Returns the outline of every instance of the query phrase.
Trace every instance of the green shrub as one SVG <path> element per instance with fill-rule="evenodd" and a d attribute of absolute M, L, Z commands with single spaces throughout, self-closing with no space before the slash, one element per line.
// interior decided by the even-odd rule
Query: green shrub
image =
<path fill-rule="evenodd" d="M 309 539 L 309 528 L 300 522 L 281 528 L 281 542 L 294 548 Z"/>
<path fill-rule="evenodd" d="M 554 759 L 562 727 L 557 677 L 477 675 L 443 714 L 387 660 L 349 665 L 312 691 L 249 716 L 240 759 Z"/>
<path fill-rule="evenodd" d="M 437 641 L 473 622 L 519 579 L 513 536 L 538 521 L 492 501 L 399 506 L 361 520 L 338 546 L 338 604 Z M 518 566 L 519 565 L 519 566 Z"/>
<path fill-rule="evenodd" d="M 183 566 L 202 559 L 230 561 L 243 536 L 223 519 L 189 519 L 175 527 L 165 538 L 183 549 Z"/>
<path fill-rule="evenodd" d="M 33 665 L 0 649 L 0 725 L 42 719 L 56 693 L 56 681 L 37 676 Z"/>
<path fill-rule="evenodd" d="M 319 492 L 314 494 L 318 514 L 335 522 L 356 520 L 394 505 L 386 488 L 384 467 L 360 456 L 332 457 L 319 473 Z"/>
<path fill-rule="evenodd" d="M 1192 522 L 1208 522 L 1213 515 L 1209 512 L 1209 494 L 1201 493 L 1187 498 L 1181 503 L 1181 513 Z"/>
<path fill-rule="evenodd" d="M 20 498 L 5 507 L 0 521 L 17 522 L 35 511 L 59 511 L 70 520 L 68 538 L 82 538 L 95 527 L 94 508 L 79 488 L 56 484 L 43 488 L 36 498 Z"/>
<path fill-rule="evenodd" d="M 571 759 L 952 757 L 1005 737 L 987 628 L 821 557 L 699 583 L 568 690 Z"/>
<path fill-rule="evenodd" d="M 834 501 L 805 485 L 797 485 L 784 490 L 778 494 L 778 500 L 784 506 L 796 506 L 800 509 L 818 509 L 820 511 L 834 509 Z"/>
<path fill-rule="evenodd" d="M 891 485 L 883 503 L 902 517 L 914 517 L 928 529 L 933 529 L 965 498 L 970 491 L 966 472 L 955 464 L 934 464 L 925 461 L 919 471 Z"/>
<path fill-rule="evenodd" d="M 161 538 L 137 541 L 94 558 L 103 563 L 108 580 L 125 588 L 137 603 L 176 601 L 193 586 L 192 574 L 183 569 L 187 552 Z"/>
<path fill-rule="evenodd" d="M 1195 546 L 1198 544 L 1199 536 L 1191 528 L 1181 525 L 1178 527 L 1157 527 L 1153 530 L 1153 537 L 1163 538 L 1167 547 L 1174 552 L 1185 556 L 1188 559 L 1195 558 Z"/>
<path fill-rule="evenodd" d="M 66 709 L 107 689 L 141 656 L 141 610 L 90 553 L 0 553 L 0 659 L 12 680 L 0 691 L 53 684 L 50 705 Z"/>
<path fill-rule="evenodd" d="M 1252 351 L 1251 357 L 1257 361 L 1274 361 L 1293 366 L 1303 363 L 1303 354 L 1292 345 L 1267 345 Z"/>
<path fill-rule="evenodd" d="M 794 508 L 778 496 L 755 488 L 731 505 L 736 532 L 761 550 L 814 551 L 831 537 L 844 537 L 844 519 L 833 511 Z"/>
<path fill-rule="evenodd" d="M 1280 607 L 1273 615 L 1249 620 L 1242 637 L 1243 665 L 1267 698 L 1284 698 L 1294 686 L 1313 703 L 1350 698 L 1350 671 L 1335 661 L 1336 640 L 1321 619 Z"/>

• [Task objective]: Note each line above that contains "every" and copy it out.

• [Output of the exercise]:
Returns the outline of every instance of the query phrase.
Trace every instance of the green shrub as one SVG <path> element per instance with fill-rule="evenodd" and a d attribute of absolute M, L, Z commands with single spaces throughout, self-closing with no space before the slash, one element per line.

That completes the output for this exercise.